To do
Among the records below, how many lines contain the word "head"? The answer is a single number.

Material for the task
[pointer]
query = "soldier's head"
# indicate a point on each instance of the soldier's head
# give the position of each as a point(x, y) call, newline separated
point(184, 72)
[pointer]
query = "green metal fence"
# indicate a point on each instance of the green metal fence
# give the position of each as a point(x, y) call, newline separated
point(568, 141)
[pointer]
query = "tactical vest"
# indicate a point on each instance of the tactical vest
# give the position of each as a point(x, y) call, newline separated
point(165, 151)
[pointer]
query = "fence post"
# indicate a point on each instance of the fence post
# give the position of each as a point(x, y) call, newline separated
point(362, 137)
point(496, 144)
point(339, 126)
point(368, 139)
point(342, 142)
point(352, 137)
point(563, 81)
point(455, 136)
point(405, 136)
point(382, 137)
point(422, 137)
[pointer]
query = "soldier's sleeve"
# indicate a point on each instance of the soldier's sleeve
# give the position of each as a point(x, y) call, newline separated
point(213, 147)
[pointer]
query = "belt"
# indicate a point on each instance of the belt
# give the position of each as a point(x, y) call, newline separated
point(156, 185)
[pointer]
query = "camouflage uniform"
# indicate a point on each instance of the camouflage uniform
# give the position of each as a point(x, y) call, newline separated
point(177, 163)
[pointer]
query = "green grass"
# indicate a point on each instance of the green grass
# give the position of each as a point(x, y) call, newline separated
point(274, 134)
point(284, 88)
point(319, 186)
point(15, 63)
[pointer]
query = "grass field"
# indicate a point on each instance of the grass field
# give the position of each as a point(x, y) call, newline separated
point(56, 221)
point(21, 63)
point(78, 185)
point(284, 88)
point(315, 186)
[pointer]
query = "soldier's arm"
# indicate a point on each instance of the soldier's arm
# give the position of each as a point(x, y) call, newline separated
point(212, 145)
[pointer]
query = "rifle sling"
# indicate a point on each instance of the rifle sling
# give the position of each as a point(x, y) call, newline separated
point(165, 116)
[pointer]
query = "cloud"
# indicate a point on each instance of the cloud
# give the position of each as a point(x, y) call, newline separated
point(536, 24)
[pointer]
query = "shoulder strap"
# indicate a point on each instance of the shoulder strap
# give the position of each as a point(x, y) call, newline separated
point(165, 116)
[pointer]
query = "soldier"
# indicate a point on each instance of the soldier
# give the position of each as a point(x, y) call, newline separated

Final answer
2